### What is asked
What follows is a set of records; restate each one word for word and drop the pictures.

Some records:
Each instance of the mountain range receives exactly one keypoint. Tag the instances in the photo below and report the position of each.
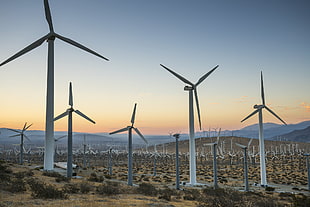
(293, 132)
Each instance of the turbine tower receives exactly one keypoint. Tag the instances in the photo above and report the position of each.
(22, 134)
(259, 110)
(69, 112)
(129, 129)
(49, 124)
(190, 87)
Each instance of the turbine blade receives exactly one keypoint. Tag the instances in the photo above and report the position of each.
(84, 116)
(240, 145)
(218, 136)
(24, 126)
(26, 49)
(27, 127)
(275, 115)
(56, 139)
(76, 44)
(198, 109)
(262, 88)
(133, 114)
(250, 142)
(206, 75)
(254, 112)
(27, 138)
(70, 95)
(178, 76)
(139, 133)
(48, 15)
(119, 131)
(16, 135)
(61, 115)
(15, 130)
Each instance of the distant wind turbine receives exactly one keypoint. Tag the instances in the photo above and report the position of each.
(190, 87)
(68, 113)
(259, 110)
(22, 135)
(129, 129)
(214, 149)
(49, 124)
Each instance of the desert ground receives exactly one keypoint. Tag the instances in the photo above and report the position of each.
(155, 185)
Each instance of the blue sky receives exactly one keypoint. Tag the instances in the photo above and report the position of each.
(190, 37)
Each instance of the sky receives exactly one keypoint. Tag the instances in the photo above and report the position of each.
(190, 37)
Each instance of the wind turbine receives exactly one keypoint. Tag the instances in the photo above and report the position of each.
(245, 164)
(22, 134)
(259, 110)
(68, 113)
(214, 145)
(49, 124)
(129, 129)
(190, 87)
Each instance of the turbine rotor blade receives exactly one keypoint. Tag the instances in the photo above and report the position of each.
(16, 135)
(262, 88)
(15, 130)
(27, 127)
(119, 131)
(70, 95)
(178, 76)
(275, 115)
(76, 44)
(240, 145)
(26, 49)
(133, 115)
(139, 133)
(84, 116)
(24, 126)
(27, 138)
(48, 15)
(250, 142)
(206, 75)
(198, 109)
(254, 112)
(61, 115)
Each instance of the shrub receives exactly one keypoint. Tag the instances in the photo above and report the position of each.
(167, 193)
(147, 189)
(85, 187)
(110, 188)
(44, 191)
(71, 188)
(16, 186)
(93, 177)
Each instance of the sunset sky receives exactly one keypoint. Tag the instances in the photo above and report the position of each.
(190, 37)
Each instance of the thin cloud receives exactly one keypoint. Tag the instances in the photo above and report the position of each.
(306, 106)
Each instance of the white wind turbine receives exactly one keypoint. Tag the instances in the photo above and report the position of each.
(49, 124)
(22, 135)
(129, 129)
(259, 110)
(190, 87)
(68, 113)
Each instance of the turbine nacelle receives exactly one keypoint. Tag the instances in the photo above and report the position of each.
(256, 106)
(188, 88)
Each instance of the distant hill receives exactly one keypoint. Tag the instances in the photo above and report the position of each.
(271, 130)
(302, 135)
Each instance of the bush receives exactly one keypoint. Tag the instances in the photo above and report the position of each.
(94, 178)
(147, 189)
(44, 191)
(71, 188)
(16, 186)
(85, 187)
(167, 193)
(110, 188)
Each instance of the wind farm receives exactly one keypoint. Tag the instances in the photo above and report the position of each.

### Result for this task
Each instance of the mountain range receives exactly one keypoint. Tag the instances in the photo below and report the position of each.
(293, 132)
Each instance of the turbine tower receives exactly one keypoint. Tag the instances in the photo above and report the position of each.
(22, 134)
(259, 110)
(69, 112)
(129, 129)
(49, 124)
(190, 87)
Each instance of the turbine blade receives exactly one keypoint. Tag the instances in the photo above and report the position of each.
(84, 116)
(240, 145)
(218, 136)
(24, 126)
(26, 49)
(27, 127)
(275, 115)
(56, 139)
(76, 44)
(198, 109)
(262, 88)
(133, 114)
(250, 142)
(206, 75)
(254, 112)
(27, 138)
(70, 95)
(178, 76)
(139, 133)
(48, 15)
(119, 131)
(16, 135)
(61, 115)
(15, 130)
Each instance of the distant wind turbine receives exactly one keypoint. Tag the instances in the photo above and report the position of each.
(190, 87)
(68, 113)
(259, 110)
(22, 135)
(129, 129)
(214, 149)
(49, 124)
Each instance of the desert ground receives exactly one keypoint. Tag the instances in the photo above and report the position of each.
(155, 185)
Each instance of the blue sky receives exactly one keypoint. Tag the instances in the photo above and report the position of each.
(190, 37)
Each instance of the sky receives exactly one keypoint. Tag the instances in the photo above and report the position of each.
(190, 37)
Each instance of the wind turbine receives exactly one keypoint. Tag the instances in the photo above and report the position of each.
(245, 164)
(22, 134)
(259, 110)
(68, 113)
(214, 145)
(49, 124)
(129, 129)
(190, 87)
Each instance of the turbine rotor blade receives exactly one keypoint. Tag the instances in the photo above and report the position of each.
(16, 135)
(262, 88)
(15, 130)
(27, 127)
(119, 131)
(70, 95)
(178, 76)
(275, 115)
(76, 44)
(240, 145)
(26, 49)
(133, 115)
(139, 133)
(84, 116)
(24, 126)
(27, 138)
(48, 15)
(250, 142)
(206, 75)
(198, 109)
(254, 112)
(61, 115)
Each instance of the shrub receives exactly one keypoint. Tag the instances in the photo above and report the position of each.
(167, 193)
(147, 189)
(85, 187)
(110, 188)
(44, 191)
(71, 188)
(16, 186)
(93, 177)
Each instance of the sunset sky receives exactly one keypoint. Tag the instances in the photo above and report the position of each.
(190, 37)
Each instance of the thin cloud receives exactly one keypoint. Tag the instances in the photo above and report the position of each.
(306, 106)
Each instance of the white wind turbine receives exactly one keypoint. Tag the instances in the photo above and report the position of each.
(49, 124)
(22, 135)
(129, 129)
(259, 110)
(190, 87)
(68, 113)
Each instance of the turbine nacelle receives exactly one keypoint. Tag the instances in the photo above and report the position of each.
(256, 106)
(188, 88)
Each instance of the distant hill receives exactly one keypoint. Tag the instances in the photo above and report the position of each.
(271, 130)
(302, 135)
Each instance of the bush receives exactly one keypoint. Tag the instances in the photo above and report the position of each.
(94, 178)
(147, 189)
(44, 191)
(71, 188)
(16, 186)
(85, 187)
(167, 193)
(110, 188)
Each instance of the wind farm receives exactly one keypoint. Tag the instances in the photo above and report the position of each.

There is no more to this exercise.